Universal long-term memory layer for AI agents via MCP
Project description
mnemon
Universal long-term memory layer for AI agents via MCP.
mnemon gives AI agents persistent, searchable memory that survives across sessions. It uses hybrid BM25 + vector search, automatic confidence decay, and contradiction detection via the Model Context Protocol. Deploy as a remote server on Fly.io for a unified vault across all your MCP clients (Claude Code, Claude Desktop, Cursor, claude.ai), or run locally for development.
Table of Contents
- Install
- Quick Start
- MCP Tools
- Memory Types
- Claude Code Hooks
- Remote Server
- S3 Vault Sync
- Architecture
- Configuration
- Known limitations
- Development
Install
pip install mnemon-memory
With optional LLM support (local 1.7B model for query expansion, contradiction detection, and smarter session extraction):
pip install "mnemon-memory[llm]"
From source:
git clone https://github.com/cipher813/mnemon.git
cd mnemon
pip install -e ".[dev]"
Quick Start
The recommended setup is a remote vault (one vault, all clients). You have two paths to https://<your-app>.fly.dev/mcp:
- Self-host (~10 min, ~$1/mo): see Self-host on Fly.io below for the end-to-end runbook.
- Local-only mode: no remote server needed, useful for development.
1. Configure your client
# Claude Code with remote vault
mnemon setup claude-code --remote-url https://your-app.fly.dev/mcp
# Cursor with remote vault
mnemon setup cursor --remote-url https://your-app.fly.dev/mcp
# Local-only mode (development, no remote server needed)
mnemon setup claude-code
mnemon setup cursor
Verify with mnemon doctor — it runs 6 end-to-end checks against your configured remote (skip for local-only mode).
2. Use it
Once configured, mnemon works automatically:
- Context surfacing: relevant memories are injected before each prompt
- Session extraction: decisions, preferences, and observations are saved at session end
- Handoff generation: session summaries maintain continuity across sessions
You can also interact with memories directly via MCP tools or CLI:
mnemon search "deployment architecture"

#### Data provided
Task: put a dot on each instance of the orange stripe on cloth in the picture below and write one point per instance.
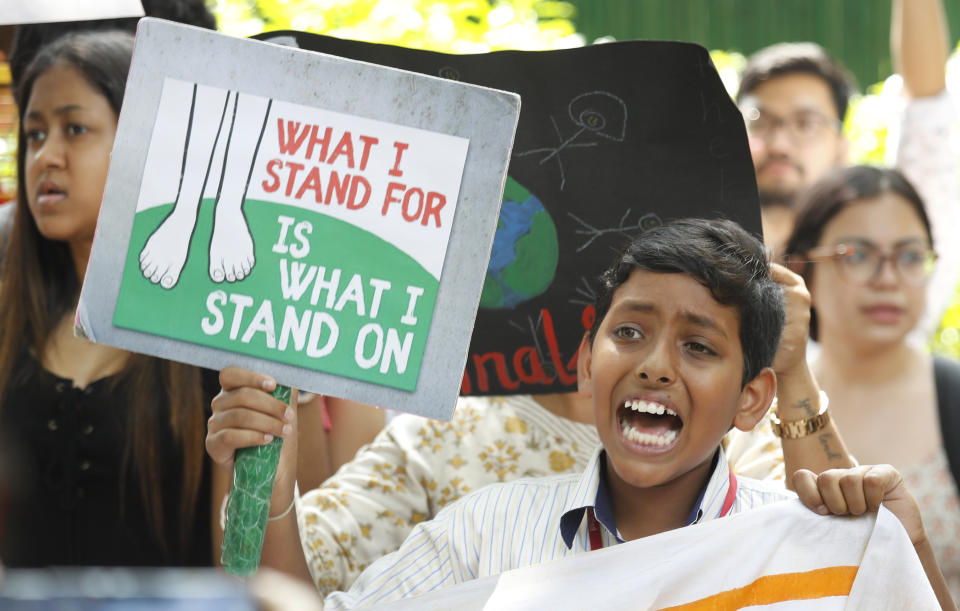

#### Directions
(a) Decide whether each statement below agrees with the mnemon description, answering yes or no and quoting the deciding words: (i) mnemon doctor runs six end-to-end checks against the configured remote; (ii) the optional LLM support relies on a hosted remote model; (iii) self-hosting on Fly.io costs about $10 a month.
(b) Pick up the mnemon description after its last line and keep writing it.
Nothing in the listing matters for this work.

#### Answers to the problems
(a)
(i) Yes: "it runs 6 end-to-end checks against your configured remote"
(ii) No: "local 1.7B model for query expansion, contradiction detection, and smarter session extraction"
(iii) No: "Self-host (~10 min, ~$1/mo)"

(b)
mnemon save "DB migration plan" "Migrate from PostgreSQL to DynamoDB in Q3"
mnemon forget 42
mnemon status
MCP Tools
Retrieval
| Tool | Description |
|---|---|
memory_search |
Hybrid BM25 + vector search with composite scoring (relevance + recency + confidence) |
memory_get |
Fetch a specific memory by ID with full content |
memory_timeline |
Recent memories in reverse chronological order |
memory_related |
Find memories related to a given memory via the relationship graph |
Mutation
| Tool | Description |
|---|---|
memory_save |
Store a new memory with content type classification and auto-embedding |
memory_pin |
Pin a memory to boost confidence and prevent archival |
memory_forget |
Soft-delete a memory (marked as invalidated, not physically removed) |
Lifecycle
| Tool | Description |
|---|---|
memory_status |
Vault health stats — counts by type, vectors, pinned/invalidated |
memory_sweep |
Archive stale memories past their half-life (dry-run by default) |
memory_rebuild |
Re-embed all documents (use after upgrading embedding model) |
Intelligence
| Tool | Description |
|---|---|
memory_check_contradictions |
Check a memory for conflicts using vector similarity + LLM classification |
profile_get |
Synthesized user profile from stored preferences and decisions |
profile_update |
Manually add a fact to the user profile |
Memory Types
Each memory has a content type that determines its default confidence and decay half-life:
| Type | Default Confidence | Half-Life | Use for |
|---|---|---|---|
decision |
0.85 | Never | Architectural choices, design decisions |
preference |
0.80 | Never | User workflow habits, style preferences |
antipattern |
0.80 | Never | Things that failed, approaches to avoid |
observation |
0.70 | 90 days | Learned facts, discovered behaviors |
research |
0.70 | 90 days | Investigation results, findings |
project |
0.65 | 120 days | Project status, goals, context |
handoff |
0.60 | 30 days | Session summaries for continuity |
note |
0.50 | 60 days | General notes, default type |
Memories with access activity decay slower — each access extends the effective half-life by 10%, up to 3x the base value.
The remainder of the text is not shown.